• Vorgegebener Text:

Ukraine und USA bereiten Treffen vor, Macron erwägt Atomwaffenschutz für Verbündete, EU diskutiert Verteidigungsausgaben.

Der ukrainische Präsident Wolodymyr Selenskyj verlangt Sicherheitsgarantien für sein Land. (Archivbild)
Foto: Sean Kilpatrick/The Canadian Press/AP/dpa

Unmittelbar vor einem EU-Krisentreffen zur Ukraine in Brüssel nähern sich die USA und das von Russland überfallene Land an. Der ukrainische Präsident Wolodymyr Selenskyj sagte in seiner abendlichen Videobotschaft: «Heute haben unsere Teams – die der Ukraine und der USA – damit begonnen, ein Treffen vorzubereiten.» Derweil prüft der französische Präsident Emmanuel Macron, ob Verbündete unter den Schutzschirm der Atomwaffen seines Landes rücken könnten. Zudem plant er in der kommenden Woche ein internationales Treffen zur möglichen Entsendung von Friedenstruppen in die Ukraine.

• Auszug Datensatz:
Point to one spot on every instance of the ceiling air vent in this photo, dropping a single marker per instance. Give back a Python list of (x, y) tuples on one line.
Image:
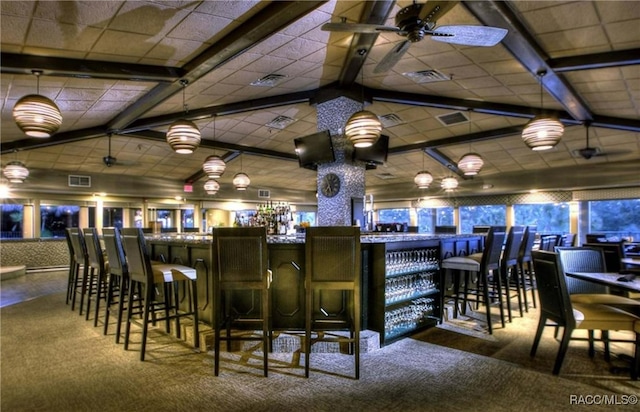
[(426, 76), (391, 119), (269, 80), (450, 119), (79, 181), (280, 122)]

• Aufgabenübersicht:
a. Schreiben Sie aus dem Text zur Ukraine den Abschnitt zwischen „Foto: Sean Kilpatrick/The“ und „in die Ukraine.“ ab, beide Stellen eingeschlossen.
b. Was plant Emmanuel Macron laut dem Text zur Ukraine für die kommende Woche?
c. Führen Sie alle Personen auf, die im Text zur Ukraine mit Namen genannt werden.

• Ergebnisse je Aufgabe:
a.
Foto: Sean Kilpatrick/The Canadian Press/AP/dpa

Unmittelbar vor einem EU-Krisentreffen zur Ukraine in Brüssel nähern sich die USA und das von Russland überfallene Land an. Der ukrainische Präsident Wolodymyr Selenskyj sagte in seiner abendlichen Videobotschaft: «Heute haben unsere Teams – die der Ukraine und der USA – damit begonnen, ein Treffen vorzubereiten.» Derweil prüft der französische Präsident Emmanuel Macron, ob Verbündete unter den Schutzschirm der Atomwaffen seines Landes rücken könnten. Zudem plant er in der kommenden Woche ein internationales Treffen zur möglichen Entsendung von Friedenstruppen in die Ukraine.

b. Ein internationales Treffen zur möglichen Entsendung von Friedenstruppen in die Ukraine.

c. Wolodymyr Selenskyj, Emmanuel Macron, Sean Kilpatrick